What needs to be done: Repeat the listing below in full.

Source material:
----------

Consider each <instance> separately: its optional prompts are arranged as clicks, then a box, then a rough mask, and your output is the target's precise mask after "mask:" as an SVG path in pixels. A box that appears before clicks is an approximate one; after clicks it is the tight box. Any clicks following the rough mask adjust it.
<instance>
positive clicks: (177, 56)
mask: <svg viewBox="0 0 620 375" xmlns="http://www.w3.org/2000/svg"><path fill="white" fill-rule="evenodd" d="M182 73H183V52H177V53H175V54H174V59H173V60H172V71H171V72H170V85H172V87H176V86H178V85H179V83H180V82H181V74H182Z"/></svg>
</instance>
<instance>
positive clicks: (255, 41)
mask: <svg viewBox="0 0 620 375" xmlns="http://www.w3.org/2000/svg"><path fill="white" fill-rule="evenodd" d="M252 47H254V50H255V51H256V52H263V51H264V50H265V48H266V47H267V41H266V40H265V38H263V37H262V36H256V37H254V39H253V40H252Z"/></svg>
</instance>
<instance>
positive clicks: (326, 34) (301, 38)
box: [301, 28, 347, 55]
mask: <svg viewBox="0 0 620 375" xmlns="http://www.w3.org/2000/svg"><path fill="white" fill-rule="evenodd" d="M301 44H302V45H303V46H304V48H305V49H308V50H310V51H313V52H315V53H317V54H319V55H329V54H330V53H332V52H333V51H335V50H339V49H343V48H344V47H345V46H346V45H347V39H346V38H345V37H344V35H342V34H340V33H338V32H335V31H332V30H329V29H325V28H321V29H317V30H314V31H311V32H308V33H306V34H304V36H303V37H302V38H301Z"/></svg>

----------

Finished task:
Consider each <instance> separately: its optional prompts are arranged as clicks, then a box, then a rough mask, and your output is the target's precise mask after "mask:" as an SVG path in pixels. A box that appears before clicks is an approximate one; after clicks it is the tight box. Any clicks following the rough mask adjust it.
<instance>
positive clicks: (177, 56)
mask: <svg viewBox="0 0 620 375" xmlns="http://www.w3.org/2000/svg"><path fill="white" fill-rule="evenodd" d="M182 73H183V52H177V53H175V54H174V59H173V60H172V71H171V72H170V85H172V87H176V86H178V85H179V83H180V82H181V74H182Z"/></svg>
</instance>
<instance>
positive clicks: (255, 41)
mask: <svg viewBox="0 0 620 375" xmlns="http://www.w3.org/2000/svg"><path fill="white" fill-rule="evenodd" d="M252 47H254V50H255V51H256V52H263V51H264V50H265V48H266V47H267V41H266V40H265V38H263V37H262V36H256V37H254V39H253V40H252Z"/></svg>
</instance>
<instance>
positive clicks: (326, 34) (301, 38)
box: [301, 28, 347, 55]
mask: <svg viewBox="0 0 620 375" xmlns="http://www.w3.org/2000/svg"><path fill="white" fill-rule="evenodd" d="M301 44H302V45H303V46H304V48H305V49H308V50H310V51H313V52H315V53H317V54H319V55H329V54H330V53H332V52H333V51H335V50H339V49H343V48H344V47H345V46H346V45H347V39H346V38H345V37H344V35H342V34H340V33H338V32H335V31H332V30H329V29H325V28H321V29H317V30H314V31H311V32H308V33H306V34H304V36H303V37H302V38H301Z"/></svg>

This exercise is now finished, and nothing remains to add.